**List of tasks**.
[a] Copy out the part of the video game post starting at "Lineage 2: I've" and ending at "yell at them.".
[b] Decide whether each statement below agrees with the video game post, answering yes or no and quoting the words of the post that settle it.
(i) The writer played Black & White 2 all the way through.
(ii) The writer found Black & White 2 more fun when playing as a good god.
(iii) The writer gave Lineage 2 about three weeks.
[c] Carry on the video game post from its final sentence, keeping its voice.

**Passage to read**.
Myst/Riven: I'm all for thinking/puzzle games and granted its age/time of creation I'm willing to give it a little lee-way (spelling?), but after wasting away what had to be well over a week on each game at their given time I always just got sick of them both.  So before uninstalling I found out how to get to the ending real fast and see this grand finale that was so hyped up.

Black & White 2: BW1 was great, it needed some fixes and extra things added and thats just what I hoped BW2 would be.  Don't get me wrong I played BW2 all the way through, but about the time of the 2nd Japanese land it got realllllly boring/redundant really fast.  Especially if you were being a 'good/softy' god.  The experience was at least more fun being evil.  Nothing like having an overpopulated city and picking up all the residents of the local nursery and throwing them as hard as possible with your mouse right into your defensive WALL.  :evil:

Lineage 2: I've played FFXI and WoW, now playing LoTR:O.  When I tried this game out I gave it a good 3 weeks before wanting to call up PlayNC and yell at them.

**Information shown**.
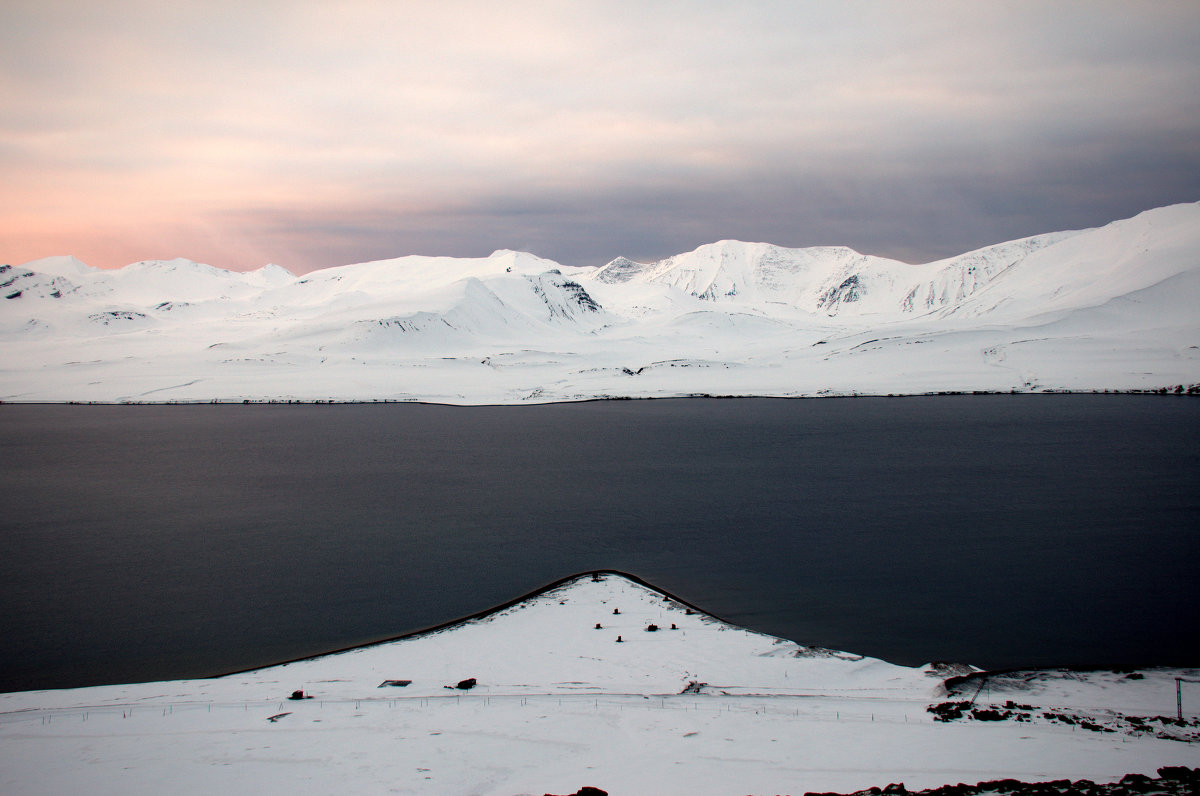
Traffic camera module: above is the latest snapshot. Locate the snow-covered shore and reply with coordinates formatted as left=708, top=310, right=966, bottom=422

**Answers**.
[a]
Lineage 2: I've played FFXI and WoW, now playing LoTR:O.  When I tried this game out I gave it a good 3 weeks before wanting to call up PlayNC and yell at them.

[b]
(i) Yes: "Don't get me wrong I played BW2 all the way through"
(ii) No: "The experience was at least more fun being evil."
(iii) Yes: "When I tried this game out I gave it a good 3 weeks"

[c]
Guild Wars: L2's little/big brother.  Fun game to play, but playability quickly quickly diminishes.  Get to Searing, check.  Get to 20, check.  Get Ascended, check. Do quests to unlock all subjobs, check.  Now what?  New expansion.  Get Ascended, check.  All subjobs given for FREE?! Beautiful game and I still play it every once and a while, but most RPGs that I really enjoy have a ton of replayability.  Short of deleting my chars every week and starting all over, GW didn't do it for me.

Half Life 2: After reading this thread, I must be the only guy who's either a pansy or too honest to admit that Doom 3 scared the living shit out of me.  A friend told me HL2 was even more of a fear kind of game so I tried it out.  Beat it so horribly fast on the starting difficulty and the story was such that I didn't care to go back through on a harder one.  Also, while people want to say the story line is episodic and why thats ok theres cliffhangers - I have no problem with that.  I have a problem with shelling out cash for each episode which is so pathetically short that it barely seemed to constitute half a 'chapter' in the story.  On the other hand I can't wait for Team Fortress 2 to come out on the same engine.

Fear: Wasn't scary and it felt like a rip off combination of bad pop horror movies and old classic fps shoot 'em up games.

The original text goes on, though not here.